**Instructions for the task:** Gather every line of the records below that contains the word "bench" and copy each one out in full.

**Recorded data:**
__________

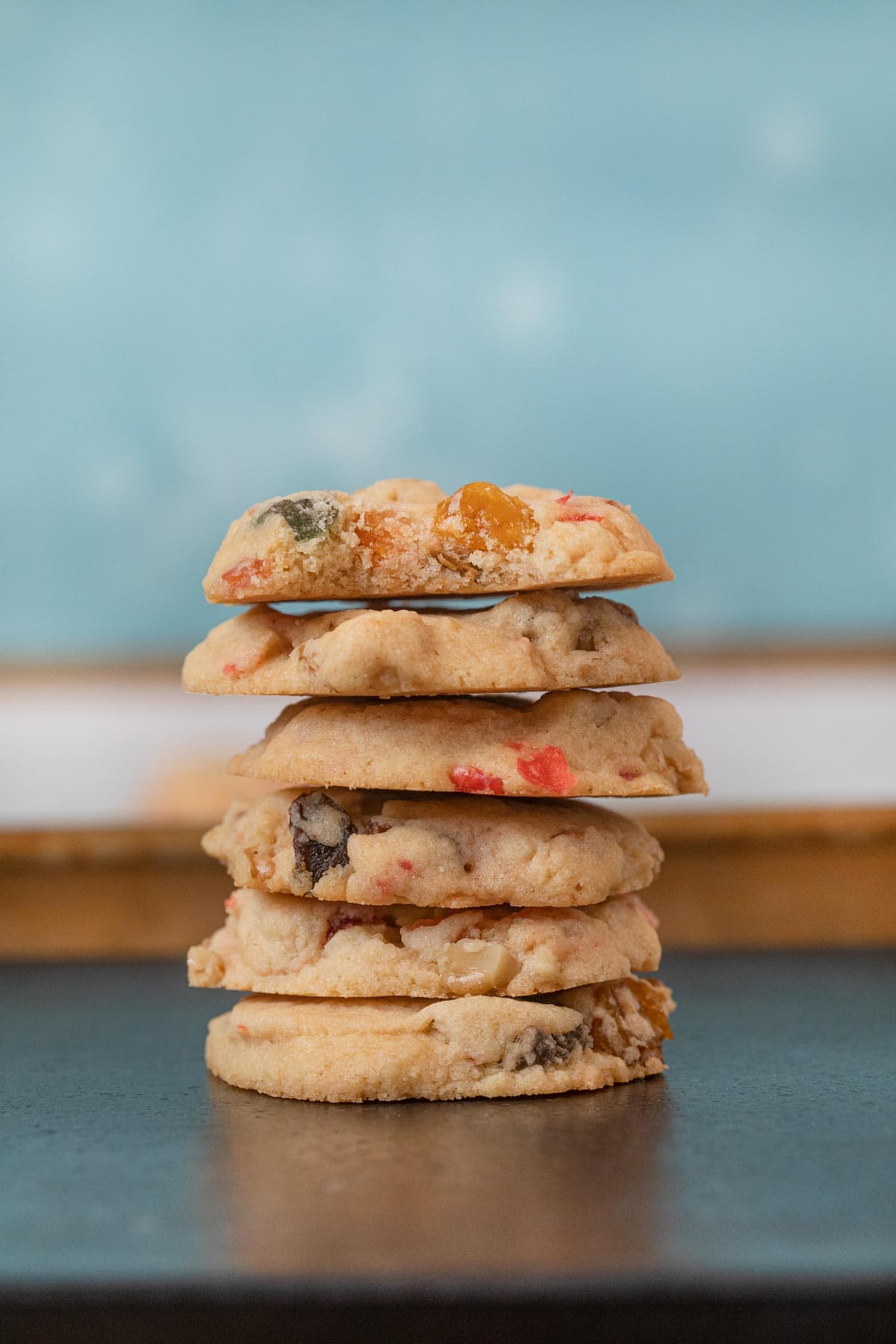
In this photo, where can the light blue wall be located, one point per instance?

__________

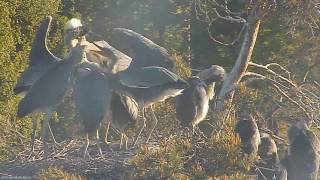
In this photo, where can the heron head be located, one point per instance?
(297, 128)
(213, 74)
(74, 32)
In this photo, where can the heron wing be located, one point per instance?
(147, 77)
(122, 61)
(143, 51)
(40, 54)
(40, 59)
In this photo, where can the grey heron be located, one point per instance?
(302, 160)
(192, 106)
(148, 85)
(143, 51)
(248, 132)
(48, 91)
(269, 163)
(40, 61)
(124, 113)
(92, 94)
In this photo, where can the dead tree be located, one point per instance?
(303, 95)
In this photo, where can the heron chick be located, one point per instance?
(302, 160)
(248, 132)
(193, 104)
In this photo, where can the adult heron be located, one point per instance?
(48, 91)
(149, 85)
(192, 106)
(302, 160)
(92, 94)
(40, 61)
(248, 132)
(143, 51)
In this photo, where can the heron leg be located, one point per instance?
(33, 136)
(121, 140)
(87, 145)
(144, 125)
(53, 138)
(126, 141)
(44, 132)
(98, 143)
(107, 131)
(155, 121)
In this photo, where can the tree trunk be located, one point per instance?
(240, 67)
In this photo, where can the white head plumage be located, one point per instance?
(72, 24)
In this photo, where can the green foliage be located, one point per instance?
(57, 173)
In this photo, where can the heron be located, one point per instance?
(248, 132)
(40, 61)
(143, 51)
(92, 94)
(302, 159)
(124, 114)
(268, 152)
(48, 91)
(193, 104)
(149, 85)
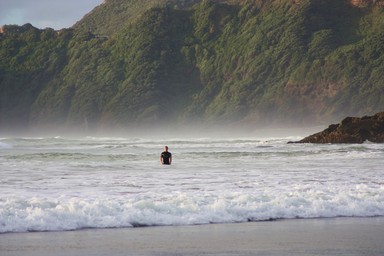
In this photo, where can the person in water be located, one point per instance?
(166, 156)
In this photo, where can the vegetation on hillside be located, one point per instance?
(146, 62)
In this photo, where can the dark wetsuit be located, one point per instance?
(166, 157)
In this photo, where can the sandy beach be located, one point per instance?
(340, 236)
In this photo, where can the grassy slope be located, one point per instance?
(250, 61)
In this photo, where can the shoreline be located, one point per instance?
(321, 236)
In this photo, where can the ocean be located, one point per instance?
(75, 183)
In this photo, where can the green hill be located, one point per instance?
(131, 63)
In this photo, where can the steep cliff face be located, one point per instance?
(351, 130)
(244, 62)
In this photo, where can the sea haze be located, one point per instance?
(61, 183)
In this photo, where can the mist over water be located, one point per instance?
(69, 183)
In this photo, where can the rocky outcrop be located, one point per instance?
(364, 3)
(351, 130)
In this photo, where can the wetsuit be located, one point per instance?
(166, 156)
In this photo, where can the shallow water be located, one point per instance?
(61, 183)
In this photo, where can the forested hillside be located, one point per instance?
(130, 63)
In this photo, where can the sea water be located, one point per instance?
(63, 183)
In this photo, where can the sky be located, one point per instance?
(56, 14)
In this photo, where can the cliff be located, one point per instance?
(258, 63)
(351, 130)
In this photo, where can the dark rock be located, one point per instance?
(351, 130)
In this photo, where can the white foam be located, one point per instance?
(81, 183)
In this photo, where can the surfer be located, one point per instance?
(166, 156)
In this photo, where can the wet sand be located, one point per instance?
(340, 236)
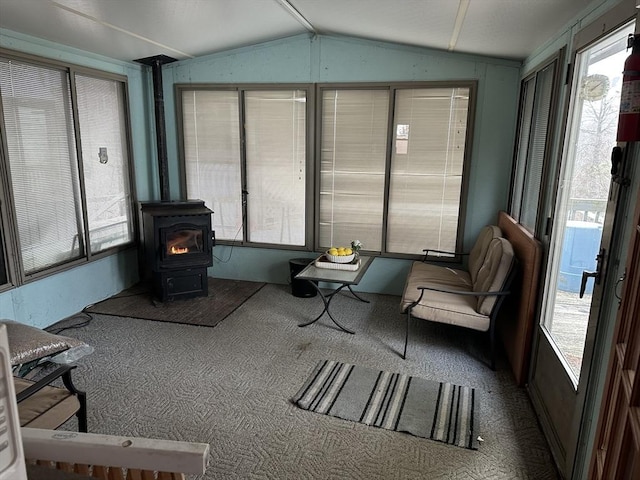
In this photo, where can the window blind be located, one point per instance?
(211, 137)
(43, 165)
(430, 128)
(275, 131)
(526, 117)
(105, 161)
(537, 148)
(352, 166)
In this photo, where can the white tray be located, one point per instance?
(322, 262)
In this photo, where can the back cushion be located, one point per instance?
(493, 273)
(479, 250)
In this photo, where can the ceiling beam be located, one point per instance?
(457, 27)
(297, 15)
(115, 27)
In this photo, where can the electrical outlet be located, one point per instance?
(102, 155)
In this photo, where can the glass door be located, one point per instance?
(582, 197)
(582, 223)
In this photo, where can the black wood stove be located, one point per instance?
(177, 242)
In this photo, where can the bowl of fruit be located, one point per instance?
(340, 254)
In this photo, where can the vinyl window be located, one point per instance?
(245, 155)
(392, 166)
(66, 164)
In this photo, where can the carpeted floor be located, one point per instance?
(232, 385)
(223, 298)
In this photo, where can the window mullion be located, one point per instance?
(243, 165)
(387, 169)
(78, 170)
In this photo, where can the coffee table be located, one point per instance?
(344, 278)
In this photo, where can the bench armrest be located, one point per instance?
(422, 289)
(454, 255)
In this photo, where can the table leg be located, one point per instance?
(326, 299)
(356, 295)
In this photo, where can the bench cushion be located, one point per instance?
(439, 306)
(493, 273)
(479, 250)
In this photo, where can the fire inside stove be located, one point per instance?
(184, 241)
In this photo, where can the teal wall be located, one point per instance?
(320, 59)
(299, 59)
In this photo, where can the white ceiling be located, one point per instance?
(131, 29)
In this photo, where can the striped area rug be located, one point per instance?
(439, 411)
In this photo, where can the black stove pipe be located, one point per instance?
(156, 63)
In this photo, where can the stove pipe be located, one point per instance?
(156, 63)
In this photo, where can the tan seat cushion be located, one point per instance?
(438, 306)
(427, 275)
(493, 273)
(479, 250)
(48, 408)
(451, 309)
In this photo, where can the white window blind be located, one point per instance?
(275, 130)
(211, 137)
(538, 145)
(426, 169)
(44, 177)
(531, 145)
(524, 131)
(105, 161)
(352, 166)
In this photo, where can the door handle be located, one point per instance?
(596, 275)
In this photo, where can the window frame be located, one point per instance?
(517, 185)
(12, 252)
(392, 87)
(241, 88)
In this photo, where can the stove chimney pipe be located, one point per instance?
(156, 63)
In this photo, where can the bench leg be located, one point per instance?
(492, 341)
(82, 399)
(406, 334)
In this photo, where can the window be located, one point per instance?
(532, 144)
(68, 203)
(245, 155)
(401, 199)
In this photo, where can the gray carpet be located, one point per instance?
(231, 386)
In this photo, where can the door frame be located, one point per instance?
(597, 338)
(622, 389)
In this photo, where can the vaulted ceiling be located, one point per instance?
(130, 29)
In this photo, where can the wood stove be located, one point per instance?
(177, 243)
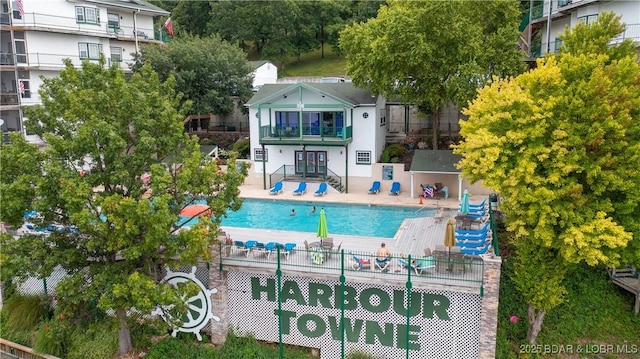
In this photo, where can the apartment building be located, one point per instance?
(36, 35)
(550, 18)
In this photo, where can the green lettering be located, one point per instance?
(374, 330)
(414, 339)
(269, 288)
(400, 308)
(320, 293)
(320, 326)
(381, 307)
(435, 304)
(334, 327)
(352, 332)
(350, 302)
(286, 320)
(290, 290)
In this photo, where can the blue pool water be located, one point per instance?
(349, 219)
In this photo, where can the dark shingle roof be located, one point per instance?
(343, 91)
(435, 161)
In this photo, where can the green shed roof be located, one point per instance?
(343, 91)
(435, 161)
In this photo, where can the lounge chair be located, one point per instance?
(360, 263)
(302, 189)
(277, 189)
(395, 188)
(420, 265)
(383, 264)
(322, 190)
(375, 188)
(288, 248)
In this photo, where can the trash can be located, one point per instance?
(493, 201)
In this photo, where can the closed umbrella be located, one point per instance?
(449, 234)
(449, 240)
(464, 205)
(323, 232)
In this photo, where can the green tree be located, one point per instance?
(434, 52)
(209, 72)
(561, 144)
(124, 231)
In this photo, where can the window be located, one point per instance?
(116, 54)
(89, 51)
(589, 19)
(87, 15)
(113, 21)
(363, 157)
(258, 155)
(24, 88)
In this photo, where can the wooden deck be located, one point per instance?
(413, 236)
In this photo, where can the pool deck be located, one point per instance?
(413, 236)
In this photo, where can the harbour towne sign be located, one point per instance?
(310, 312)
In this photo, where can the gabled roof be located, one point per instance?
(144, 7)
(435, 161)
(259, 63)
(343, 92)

__________

**Response to this task:**
In this photo, where can the bench armrest be located, one point per instance?
In this photo, where can the bench cushion be located, one point per instance?
In this photo, where can the bench leg be located, one point per instance?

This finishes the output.